• [Your goal]:
Every entry must appear in the output exactly as it does here.

[Point localization data]
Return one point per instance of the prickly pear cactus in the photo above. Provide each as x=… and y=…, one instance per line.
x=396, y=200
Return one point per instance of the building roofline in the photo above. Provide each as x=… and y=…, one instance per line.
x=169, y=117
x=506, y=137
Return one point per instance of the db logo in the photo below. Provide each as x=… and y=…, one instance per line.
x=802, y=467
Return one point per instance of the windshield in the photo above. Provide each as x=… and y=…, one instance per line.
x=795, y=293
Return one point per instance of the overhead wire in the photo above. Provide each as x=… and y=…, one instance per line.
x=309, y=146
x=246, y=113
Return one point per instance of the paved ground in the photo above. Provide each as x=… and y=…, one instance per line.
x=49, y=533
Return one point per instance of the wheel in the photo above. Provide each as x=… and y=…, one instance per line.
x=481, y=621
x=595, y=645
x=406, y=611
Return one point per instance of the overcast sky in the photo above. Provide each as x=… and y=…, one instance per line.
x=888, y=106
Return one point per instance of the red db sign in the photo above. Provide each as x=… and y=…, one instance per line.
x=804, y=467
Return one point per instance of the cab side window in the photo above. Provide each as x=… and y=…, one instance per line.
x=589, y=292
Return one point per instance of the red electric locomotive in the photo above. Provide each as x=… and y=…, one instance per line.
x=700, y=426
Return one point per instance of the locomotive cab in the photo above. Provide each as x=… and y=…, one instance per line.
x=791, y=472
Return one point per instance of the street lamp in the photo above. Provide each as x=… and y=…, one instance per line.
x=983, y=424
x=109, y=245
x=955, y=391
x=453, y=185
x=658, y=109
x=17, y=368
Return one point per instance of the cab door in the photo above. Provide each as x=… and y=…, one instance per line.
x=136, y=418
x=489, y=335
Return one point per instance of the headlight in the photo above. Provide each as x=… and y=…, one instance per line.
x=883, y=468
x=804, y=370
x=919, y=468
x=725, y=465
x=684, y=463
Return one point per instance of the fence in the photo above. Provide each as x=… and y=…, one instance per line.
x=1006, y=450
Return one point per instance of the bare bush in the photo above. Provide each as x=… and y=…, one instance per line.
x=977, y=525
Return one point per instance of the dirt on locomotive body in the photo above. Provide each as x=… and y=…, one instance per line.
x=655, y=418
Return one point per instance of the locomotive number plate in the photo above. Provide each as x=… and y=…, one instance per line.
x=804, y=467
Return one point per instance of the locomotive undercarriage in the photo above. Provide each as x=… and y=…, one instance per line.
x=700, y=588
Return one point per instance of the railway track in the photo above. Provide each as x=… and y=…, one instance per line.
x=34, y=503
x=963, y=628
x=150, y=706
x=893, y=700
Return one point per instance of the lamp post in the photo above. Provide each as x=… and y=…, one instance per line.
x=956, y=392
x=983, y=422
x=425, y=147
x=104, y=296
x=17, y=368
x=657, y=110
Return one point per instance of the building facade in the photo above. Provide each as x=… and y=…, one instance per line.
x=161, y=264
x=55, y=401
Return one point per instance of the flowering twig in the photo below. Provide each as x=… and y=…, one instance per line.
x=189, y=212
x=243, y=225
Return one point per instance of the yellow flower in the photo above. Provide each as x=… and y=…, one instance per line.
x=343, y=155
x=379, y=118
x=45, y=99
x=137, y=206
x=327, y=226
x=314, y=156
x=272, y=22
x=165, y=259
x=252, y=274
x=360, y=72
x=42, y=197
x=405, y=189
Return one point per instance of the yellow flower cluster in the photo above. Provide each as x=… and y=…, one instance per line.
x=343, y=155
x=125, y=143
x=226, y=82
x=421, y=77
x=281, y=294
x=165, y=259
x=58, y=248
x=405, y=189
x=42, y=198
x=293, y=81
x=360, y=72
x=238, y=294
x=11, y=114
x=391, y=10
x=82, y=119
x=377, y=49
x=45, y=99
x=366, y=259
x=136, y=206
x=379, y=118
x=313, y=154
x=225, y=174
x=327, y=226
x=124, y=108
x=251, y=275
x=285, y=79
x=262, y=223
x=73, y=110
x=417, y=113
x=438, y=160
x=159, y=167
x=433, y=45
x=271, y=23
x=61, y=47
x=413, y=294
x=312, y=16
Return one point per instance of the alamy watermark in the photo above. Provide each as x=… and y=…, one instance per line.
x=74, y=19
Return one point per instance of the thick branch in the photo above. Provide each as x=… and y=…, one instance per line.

• [Response for this exercise]:
Return one point per instance of the prickly pear cactus in the photo above. Provide each as x=… and y=…, one instance per line.
x=396, y=200
Return one point per instance of the building roofline in the photo above. Provide each as x=… and y=…, one instance per line.
x=169, y=117
x=506, y=137
Return one point per instance of the db logo in the photo below. Provide each as x=… and y=…, one instance per line.
x=802, y=467
Return one point per instance of the windshield in the photo above. Provide each as x=… and y=…, one instance per line.
x=795, y=293
Return one point per instance of the overhead wire in the photo above. Provide each as x=… and y=…, one instance per line.
x=309, y=146
x=246, y=113
Return one point per instance of the paved ground in the photo above. Provide each as x=… and y=…, one instance per line.
x=49, y=533
Return one point per instance of the wheel in the photo above. Provide each as x=… and y=…, one instance per line.
x=481, y=621
x=595, y=645
x=406, y=611
Return one point per instance of the overcast sky in the photo above. Provide each as x=… and y=…, one instance per line.
x=888, y=106
Return one point per instance of the red db sign in the photo above. Provide each as x=… and y=…, one instance per line.
x=804, y=467
Return one point per instance of the cab side window in the photo above. Provide each as x=… and y=…, one instance per line.
x=589, y=292
Return one point per instance of the red electric locomotive in the photo above. Provide each as x=… and y=…, one instance per line.
x=700, y=426
Return one point per instance of the locomotive cab in the photo above. Provide each as x=… and y=…, one instance per line.
x=791, y=472
Return one point per instance of the street lamp in the photo above. Provide each as x=… and y=…, one instance per line.
x=983, y=424
x=109, y=245
x=955, y=391
x=453, y=185
x=658, y=109
x=17, y=368
Return one point per instance of the cab door in the photo above. Provide each as x=… and y=…, one instance per line.
x=136, y=418
x=489, y=335
Return one point per instance of the headlight in the photo above. Provide each as x=… and y=…, one instance per line.
x=883, y=468
x=804, y=370
x=919, y=468
x=725, y=465
x=684, y=463
Return one point per instance of the fence in the photo above. Provide each as x=… and y=…, one instance per line.
x=1006, y=450
Return one point per instance of the bare bush in the photo above. Provide each as x=… and y=…, one instance per line.
x=977, y=525
Return one point per instance of the dirt on locomotive body in the photo above. Provide each as x=… and y=…, one instance per line.
x=655, y=418
Return one point per instance of the locomotive number plate in the photo above. Provide each as x=… and y=…, one instance per line.
x=804, y=467
Return one point per instance of the locomotive undercarriage in the photo above. Provide each as x=… and y=…, one instance per line.
x=700, y=588
Return one point per instance of the railway track in the photo above. Provide each as x=… and y=…, one instance per line.
x=34, y=503
x=963, y=628
x=150, y=706
x=893, y=700
Return one point per instance of the lamp post in the photo above. Provide each as x=… and y=…, one instance per line.
x=956, y=392
x=983, y=422
x=425, y=147
x=104, y=296
x=17, y=368
x=657, y=110
Return one point per instance of the building facade in the photo above. Provide each as x=… and y=…, one instance per line.
x=161, y=264
x=55, y=401
Return one point per instance of the flowering twig in the photo below. Provide each as x=… and y=…, one instance per line.
x=189, y=212
x=243, y=225
Return one point per instance of the yellow flower in the photo above. Provide each as x=… and y=…, one instance per line.
x=343, y=155
x=379, y=118
x=45, y=99
x=137, y=206
x=327, y=226
x=314, y=156
x=272, y=22
x=165, y=259
x=252, y=274
x=360, y=72
x=42, y=197
x=405, y=189
Return one point per instance of the yellow flower cluster in the photo above. Provide each as x=… and y=…, one instance per line.
x=343, y=155
x=125, y=143
x=226, y=82
x=421, y=77
x=281, y=294
x=165, y=259
x=58, y=248
x=405, y=189
x=42, y=198
x=293, y=81
x=360, y=72
x=238, y=294
x=11, y=114
x=391, y=10
x=82, y=119
x=377, y=49
x=45, y=99
x=366, y=259
x=136, y=206
x=379, y=118
x=313, y=154
x=225, y=174
x=327, y=226
x=124, y=108
x=251, y=275
x=285, y=79
x=262, y=223
x=73, y=110
x=417, y=113
x=438, y=160
x=159, y=167
x=433, y=45
x=271, y=23
x=61, y=47
x=413, y=294
x=312, y=16
Return one point per instance of the alamy watermark in the photo above. Provide each as x=… and y=…, one instance per line.
x=74, y=19
Return one point per instance of the thick branch in the photo above. Provide each as x=… and y=…, one instance per line.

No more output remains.